Copy out every one of the lines below word for word, keeping their order. Leave the pictures out of your answer.

(Stored dataset items)
= = = = =
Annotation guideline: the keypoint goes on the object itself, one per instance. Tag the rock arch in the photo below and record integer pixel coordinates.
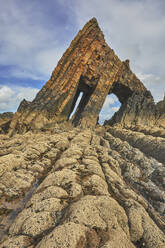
(90, 66)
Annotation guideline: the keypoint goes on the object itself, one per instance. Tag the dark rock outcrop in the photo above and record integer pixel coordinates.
(89, 66)
(5, 120)
(102, 187)
(140, 111)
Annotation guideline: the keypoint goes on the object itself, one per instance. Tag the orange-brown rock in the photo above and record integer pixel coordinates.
(5, 120)
(89, 66)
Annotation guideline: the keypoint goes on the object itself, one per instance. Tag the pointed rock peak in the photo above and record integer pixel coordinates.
(89, 68)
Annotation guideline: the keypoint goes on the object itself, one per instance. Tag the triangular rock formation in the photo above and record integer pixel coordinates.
(89, 66)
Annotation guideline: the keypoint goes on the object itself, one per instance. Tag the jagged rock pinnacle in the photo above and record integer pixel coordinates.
(89, 66)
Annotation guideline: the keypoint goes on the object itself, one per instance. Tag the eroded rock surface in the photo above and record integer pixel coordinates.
(5, 120)
(82, 188)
= = = = =
### Result
Annotation guideline: the keypoint goes on the object itself, one per instance. Tag the rock arch in the photo below and record integer pixel coordinates.
(90, 66)
Annotation guideline: the keypoint goes on the object itself, one per instance. Tag the dark rock outcrop in the photo above and record integer pixel coordinates.
(89, 66)
(5, 120)
(102, 187)
(140, 111)
Annotation guideline: the keypoint goes on the object itself, one per instance. Tag the orange-brown rock in the photo above and record integer pixel coordinates.
(5, 120)
(89, 66)
Annotation guideline: the keypoint goes on the object itself, one per instance. Tag the pointed rock peak in the photo above and record integer pixel coordinates.
(89, 68)
Annotation guideline: the keypoint goes on the object itself, one per instance. Tag the triangular rock formation in the photo above and record integer pixel coordinates.
(89, 66)
Annotation guideline: the keypoint goes on the object itself, one per instance. Tag the jagged rock pinnacle in the photo above and record integer pixel coordinates.
(89, 66)
Annotation guideline: the keypoint goes on the object itself, one per instance. Tag the eroded rock surface in the photo above and record integer pixel coordinates.
(5, 120)
(82, 188)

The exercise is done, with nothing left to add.